• **EXCERPT TO READ**

+++++

Techniques that block or suppress their voices can also be mirrored and continued in virtual meetings. However, the selection of a suitable application program and ensuring adequate online facilitation mean that marginalised groups’ and women’s voices can be safeguarded. Participants in online consultations have remarked that they would not have had the same opportunity to make their voices heard were it not for the online meetings. In several online engagements it has been observed how women from civil society have taken a proactive role in coordinating and participating in the online dialogues, coordinating follow-up conversations, drafting after-action reports and disseminating the results of the dialogues.
Since the time for interventions is limited in online engagements, interlocutors are encouraged to be more succinct and more focused on their main priorities. When everyone sits in the same room, interruptions and lengthy political statements are often unavoidable. In virtual settings facilitators/moderators have access to functionalities that help ensure adherence to the time limits previously agreed on for statements/interventions.
However, virtual engagements do not amount to automatic equality. All participants do not have the same level of access to electricity, the internet, computer literacy and the required infrastructure/equipment. Online inclusion may pose a high security concern for especially vulnerable actors. Internet connections might not be secure, and meetings could be covertly recorded and/or leaked. While it is not possible to prevent all these things from occurring, some mitigating measures can be taken, e.g. ascertaining the best time to organise online activities with regard to electricity and internet access, and investing time in finding a suitable combination of IT tools and communication media that include the ability to facilitate both outreach to individual participants and the group as a whole are essential.

+++++

• **EXTRACTED DATA**
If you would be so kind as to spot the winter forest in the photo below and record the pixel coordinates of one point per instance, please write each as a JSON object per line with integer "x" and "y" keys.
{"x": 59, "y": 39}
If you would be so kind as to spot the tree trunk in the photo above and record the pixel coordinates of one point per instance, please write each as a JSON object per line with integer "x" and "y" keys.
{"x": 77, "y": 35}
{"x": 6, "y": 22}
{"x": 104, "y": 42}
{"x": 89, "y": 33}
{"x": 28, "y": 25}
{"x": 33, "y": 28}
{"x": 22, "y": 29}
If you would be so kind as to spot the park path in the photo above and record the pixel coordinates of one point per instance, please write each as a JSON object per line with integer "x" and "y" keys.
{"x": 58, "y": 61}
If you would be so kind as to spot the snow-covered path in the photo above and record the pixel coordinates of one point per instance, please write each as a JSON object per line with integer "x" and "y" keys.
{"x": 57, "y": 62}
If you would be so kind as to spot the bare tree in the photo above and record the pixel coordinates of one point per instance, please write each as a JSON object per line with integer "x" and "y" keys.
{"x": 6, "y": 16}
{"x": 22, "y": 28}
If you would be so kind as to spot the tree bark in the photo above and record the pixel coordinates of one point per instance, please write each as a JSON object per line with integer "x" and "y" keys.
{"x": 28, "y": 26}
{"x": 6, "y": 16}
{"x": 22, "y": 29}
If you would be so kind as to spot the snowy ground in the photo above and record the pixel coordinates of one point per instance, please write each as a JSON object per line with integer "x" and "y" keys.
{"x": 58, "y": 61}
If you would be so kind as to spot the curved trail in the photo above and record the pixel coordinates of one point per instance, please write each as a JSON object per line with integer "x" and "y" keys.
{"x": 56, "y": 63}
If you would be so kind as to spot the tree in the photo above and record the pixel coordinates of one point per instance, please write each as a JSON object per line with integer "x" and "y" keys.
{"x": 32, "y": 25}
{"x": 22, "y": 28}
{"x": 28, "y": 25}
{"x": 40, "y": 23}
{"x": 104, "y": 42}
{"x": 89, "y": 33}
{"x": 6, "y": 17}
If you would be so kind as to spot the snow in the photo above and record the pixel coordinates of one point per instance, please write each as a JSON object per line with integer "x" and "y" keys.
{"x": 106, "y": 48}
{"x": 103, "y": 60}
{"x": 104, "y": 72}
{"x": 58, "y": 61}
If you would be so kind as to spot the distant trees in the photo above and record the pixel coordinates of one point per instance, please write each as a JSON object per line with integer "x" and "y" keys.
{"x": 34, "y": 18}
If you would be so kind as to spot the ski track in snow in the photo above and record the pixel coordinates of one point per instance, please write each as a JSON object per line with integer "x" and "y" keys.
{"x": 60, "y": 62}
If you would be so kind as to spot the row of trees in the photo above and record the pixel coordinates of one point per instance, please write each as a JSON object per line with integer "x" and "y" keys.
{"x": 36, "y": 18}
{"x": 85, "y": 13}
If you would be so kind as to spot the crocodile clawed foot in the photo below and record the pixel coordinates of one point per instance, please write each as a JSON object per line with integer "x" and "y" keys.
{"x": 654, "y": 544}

+++++

• **ABOUT THIS EXERCISE**
Translate this sentence from the passage on online engagements into Spanish: "When everyone sits in the same room, interruptions and lengthy political statements are often unavoidable." The records have nothing to do with the passage on online engagements.

• **REPLY TO THE TASK**
Cuando todos se sientan en la misma sala, las interrupciones y las largas declaraciones políticas suelen ser inevitables.